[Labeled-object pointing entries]
--- Begin ---

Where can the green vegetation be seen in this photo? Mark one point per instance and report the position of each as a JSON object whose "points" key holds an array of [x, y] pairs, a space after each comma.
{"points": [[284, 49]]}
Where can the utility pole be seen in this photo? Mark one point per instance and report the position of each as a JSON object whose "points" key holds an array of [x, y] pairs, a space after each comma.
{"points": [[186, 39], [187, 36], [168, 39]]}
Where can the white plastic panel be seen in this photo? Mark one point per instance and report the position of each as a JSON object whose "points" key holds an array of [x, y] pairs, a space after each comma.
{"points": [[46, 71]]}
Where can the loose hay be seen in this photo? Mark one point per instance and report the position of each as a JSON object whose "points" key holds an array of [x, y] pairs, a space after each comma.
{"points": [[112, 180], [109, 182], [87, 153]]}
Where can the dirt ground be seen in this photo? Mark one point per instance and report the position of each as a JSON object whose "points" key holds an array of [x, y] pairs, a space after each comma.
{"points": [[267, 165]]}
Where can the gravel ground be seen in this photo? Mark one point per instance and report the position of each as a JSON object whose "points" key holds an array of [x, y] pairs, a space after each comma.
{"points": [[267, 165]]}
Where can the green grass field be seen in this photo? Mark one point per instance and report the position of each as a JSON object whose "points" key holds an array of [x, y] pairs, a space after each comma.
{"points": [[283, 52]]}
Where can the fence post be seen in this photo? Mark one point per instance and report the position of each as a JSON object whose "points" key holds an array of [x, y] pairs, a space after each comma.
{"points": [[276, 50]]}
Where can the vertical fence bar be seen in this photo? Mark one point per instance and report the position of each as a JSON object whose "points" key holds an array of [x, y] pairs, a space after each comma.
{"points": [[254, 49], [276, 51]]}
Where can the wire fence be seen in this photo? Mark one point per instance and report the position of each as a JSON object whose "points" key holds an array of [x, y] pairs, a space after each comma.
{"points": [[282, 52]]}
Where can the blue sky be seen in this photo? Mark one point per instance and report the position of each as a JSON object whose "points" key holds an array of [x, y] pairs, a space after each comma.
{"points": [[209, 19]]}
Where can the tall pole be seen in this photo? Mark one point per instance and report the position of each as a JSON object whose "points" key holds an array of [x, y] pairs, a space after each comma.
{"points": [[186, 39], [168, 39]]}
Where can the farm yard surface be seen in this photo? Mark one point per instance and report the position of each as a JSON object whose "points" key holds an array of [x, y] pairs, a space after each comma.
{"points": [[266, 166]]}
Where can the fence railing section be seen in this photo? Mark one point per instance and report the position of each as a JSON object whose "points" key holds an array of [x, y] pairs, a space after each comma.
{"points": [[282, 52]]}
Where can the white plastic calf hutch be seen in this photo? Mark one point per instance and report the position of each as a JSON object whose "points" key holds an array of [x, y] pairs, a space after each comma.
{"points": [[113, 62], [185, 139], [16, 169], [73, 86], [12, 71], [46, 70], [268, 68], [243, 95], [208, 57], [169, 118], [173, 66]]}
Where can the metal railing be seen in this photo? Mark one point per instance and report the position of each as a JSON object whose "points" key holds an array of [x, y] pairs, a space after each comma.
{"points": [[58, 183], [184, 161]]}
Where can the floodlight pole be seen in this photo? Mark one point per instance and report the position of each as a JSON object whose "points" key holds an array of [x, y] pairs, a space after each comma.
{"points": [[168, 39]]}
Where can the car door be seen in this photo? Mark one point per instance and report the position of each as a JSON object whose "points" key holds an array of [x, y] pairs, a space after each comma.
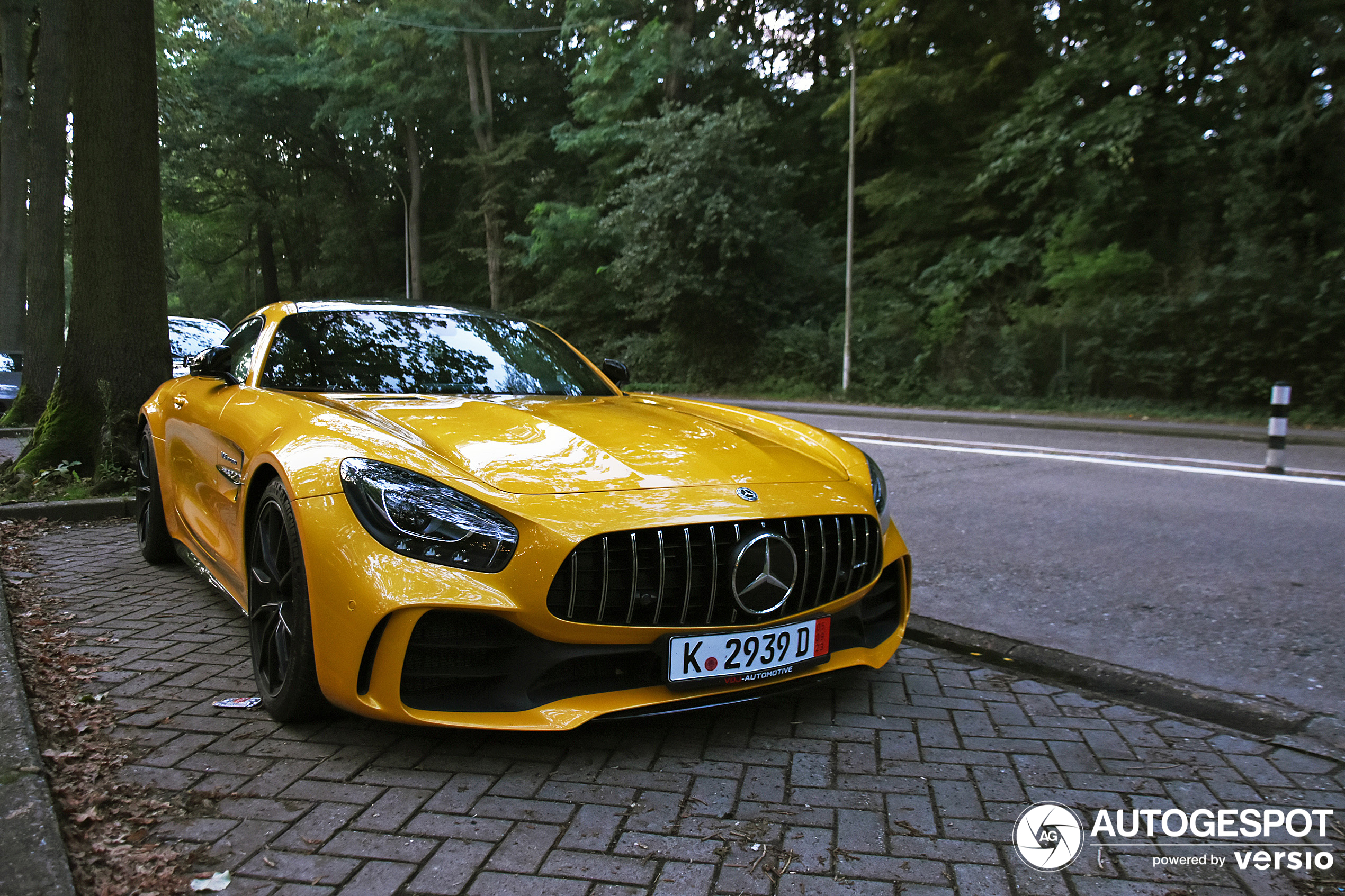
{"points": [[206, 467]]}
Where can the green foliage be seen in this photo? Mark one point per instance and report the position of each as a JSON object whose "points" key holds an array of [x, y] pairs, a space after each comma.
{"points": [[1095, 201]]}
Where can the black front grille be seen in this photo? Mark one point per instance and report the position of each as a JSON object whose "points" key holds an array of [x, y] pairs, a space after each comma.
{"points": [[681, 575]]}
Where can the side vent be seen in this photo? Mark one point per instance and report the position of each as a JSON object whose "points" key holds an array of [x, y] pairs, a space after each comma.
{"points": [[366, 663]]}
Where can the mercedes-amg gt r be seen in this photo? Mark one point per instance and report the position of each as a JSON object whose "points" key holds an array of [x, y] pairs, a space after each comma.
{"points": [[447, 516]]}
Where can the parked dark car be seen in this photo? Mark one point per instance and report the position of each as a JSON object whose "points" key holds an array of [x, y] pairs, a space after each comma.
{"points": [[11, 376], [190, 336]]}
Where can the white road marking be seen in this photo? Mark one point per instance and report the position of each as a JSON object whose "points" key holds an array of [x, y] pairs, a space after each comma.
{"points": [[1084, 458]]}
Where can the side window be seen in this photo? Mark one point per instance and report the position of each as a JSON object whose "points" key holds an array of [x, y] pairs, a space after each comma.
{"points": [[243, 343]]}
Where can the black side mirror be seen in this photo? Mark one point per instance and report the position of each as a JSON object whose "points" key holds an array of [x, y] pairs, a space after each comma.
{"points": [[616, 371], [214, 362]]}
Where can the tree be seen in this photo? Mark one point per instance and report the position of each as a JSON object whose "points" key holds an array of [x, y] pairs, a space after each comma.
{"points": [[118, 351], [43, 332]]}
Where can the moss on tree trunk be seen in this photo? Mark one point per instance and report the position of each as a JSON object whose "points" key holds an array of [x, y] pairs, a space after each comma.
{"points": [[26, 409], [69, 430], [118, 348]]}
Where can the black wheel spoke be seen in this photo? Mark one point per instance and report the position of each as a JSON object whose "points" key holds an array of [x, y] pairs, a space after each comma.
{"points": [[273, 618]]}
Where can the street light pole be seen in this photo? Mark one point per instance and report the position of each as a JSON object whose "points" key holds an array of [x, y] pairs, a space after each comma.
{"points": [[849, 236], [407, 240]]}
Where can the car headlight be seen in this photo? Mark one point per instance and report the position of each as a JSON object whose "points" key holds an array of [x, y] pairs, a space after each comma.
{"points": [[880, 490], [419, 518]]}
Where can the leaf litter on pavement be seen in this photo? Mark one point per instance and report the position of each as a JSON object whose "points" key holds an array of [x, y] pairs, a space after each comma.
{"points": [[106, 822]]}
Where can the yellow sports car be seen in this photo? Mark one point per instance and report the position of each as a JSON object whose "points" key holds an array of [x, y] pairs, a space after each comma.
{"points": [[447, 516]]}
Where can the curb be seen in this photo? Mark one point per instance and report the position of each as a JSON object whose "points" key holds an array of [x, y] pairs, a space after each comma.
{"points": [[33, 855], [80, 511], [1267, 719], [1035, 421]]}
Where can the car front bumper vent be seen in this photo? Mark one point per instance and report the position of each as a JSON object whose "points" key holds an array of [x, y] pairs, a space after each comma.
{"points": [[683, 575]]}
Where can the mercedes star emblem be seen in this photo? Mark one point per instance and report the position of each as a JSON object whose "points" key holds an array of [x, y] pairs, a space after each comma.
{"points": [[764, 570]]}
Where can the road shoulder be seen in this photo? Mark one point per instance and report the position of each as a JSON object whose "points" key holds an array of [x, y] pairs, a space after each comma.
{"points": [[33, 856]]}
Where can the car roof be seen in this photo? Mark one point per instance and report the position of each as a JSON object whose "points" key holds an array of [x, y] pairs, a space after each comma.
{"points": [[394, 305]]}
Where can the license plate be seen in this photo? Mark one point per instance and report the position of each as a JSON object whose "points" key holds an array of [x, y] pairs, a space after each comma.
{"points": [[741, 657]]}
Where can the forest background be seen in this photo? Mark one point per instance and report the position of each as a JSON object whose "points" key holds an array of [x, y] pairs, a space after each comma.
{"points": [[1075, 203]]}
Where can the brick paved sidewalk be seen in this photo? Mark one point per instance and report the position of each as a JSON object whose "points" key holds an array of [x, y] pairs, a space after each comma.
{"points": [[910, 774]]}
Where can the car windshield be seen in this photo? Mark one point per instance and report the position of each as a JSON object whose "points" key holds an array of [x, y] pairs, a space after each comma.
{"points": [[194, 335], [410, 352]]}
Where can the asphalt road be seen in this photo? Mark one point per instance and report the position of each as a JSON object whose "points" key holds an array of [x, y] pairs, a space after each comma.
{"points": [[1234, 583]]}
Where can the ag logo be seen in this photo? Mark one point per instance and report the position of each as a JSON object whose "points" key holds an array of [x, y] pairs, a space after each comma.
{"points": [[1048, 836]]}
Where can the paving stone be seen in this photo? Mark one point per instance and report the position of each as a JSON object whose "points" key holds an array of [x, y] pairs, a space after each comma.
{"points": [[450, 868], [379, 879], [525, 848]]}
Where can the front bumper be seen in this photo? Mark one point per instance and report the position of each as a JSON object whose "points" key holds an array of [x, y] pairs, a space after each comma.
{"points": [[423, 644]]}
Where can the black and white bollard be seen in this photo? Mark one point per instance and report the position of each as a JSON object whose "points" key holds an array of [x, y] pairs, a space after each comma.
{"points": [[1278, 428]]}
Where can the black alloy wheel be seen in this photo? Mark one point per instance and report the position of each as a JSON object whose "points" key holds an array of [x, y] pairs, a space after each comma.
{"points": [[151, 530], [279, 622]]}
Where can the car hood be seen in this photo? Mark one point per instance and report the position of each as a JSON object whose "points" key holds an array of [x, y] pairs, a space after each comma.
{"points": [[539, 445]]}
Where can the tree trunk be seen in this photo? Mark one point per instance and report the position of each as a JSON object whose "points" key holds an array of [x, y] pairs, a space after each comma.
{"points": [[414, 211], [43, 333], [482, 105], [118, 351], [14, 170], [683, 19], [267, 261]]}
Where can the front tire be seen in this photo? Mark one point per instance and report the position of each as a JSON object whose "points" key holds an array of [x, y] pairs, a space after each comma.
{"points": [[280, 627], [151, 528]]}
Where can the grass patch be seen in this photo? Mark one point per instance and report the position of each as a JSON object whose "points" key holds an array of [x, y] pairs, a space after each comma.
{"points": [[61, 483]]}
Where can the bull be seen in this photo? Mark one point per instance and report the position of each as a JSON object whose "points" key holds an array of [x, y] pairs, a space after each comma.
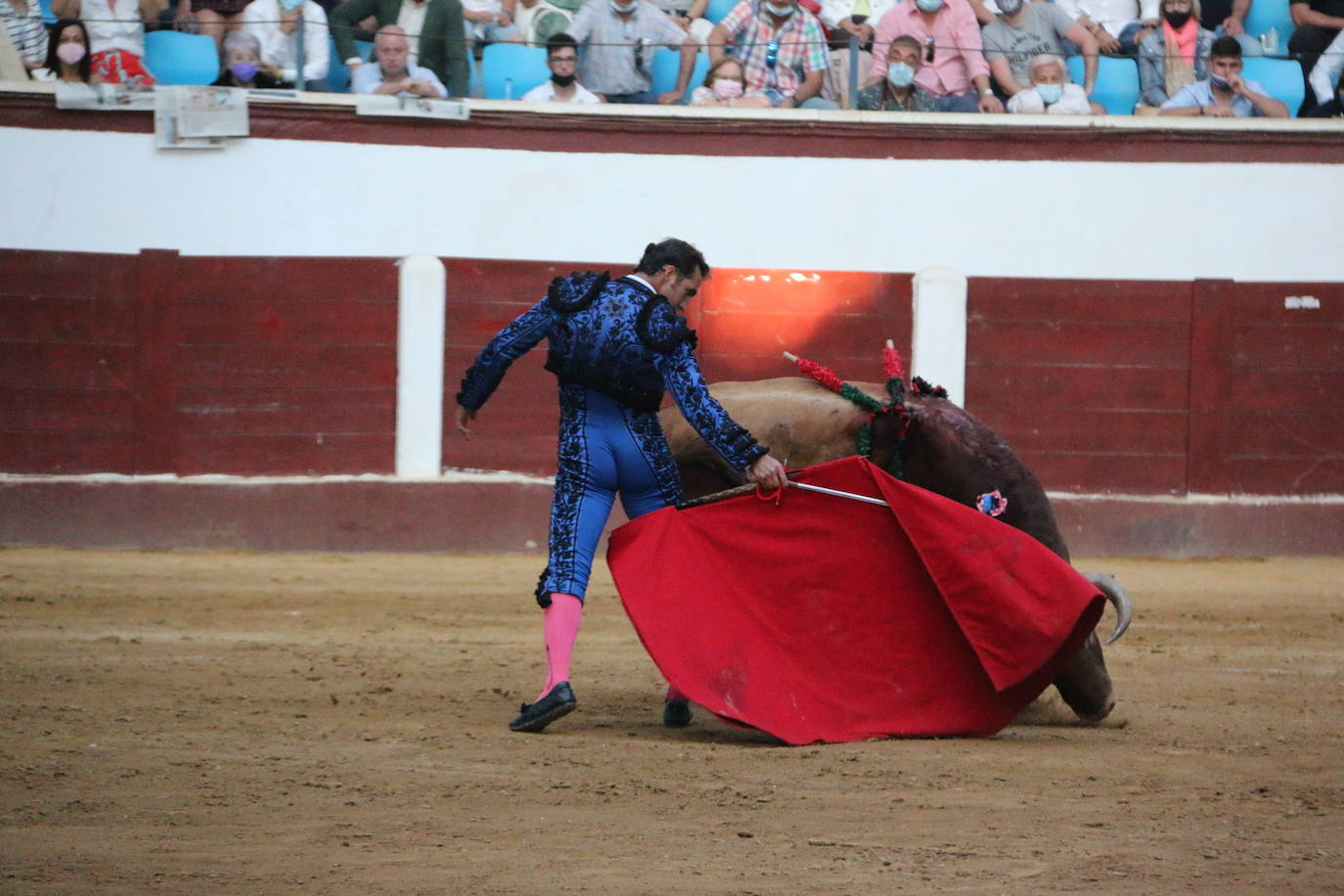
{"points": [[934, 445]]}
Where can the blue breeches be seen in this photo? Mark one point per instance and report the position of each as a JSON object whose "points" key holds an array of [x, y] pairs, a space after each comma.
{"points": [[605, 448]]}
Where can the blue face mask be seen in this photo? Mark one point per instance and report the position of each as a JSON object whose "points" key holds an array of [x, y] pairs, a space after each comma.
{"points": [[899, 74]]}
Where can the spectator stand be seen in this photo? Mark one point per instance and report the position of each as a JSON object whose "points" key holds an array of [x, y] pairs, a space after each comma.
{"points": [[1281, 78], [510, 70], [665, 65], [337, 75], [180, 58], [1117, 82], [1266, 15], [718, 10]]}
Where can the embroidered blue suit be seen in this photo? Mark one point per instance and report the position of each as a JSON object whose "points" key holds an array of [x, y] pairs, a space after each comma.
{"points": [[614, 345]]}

--- End ---

[Task instructions]
Copy exactly the lines from the line containing "Where can the front tire" through the last line of the records above, both included, and leave out any pictures.

[Answer in full]
Where can the front tire be seen in this photo? Mark one point per instance and report the position of each as a JSON object whose "points" key holds an array of [x, y] pairs, a space after each comma.
{"points": [[280, 627], [151, 528]]}
Where can the grass patch be seen in this photo? Mark one point per instance and report the position of each as a JSON object whose "points" key holds an array of [x, y] pairs, a space after each comma.
{"points": [[61, 483]]}
Where can the bull be seen in this photo? Mark one point per instance and report the position of each as a JSON object whose "points" key holds an array of [x, y] pairs, a space after each comma.
{"points": [[934, 445]]}
Where can the blue breeches be seen in this photo? Mark one point per instance and report the position of each as a JSON object whose "points" key holds an array of [x, y] pairs, a space after each comma.
{"points": [[605, 448]]}
Where can the blue face mask be seen in this photo? Mark one point per instance and report the position of each as a JSON object whose "points" key holds an array of [x, y] pairs, a space after each comma.
{"points": [[899, 74]]}
Where can the spectator stand be seen in this photo? Mark one point per instance and report the position of each as a JSON object whose "points" key holds an array of [x, y] pairs, a space after each comma.
{"points": [[1281, 78], [510, 70], [665, 65], [337, 75], [180, 58], [1117, 82], [1266, 15], [718, 10]]}
Where can the embroidered blue suit be seen in this photo? Mark one point per instance and report the position of each as a JSON object whose "points" key holds an array of [x, y] pairs, a space after each comma.
{"points": [[614, 345]]}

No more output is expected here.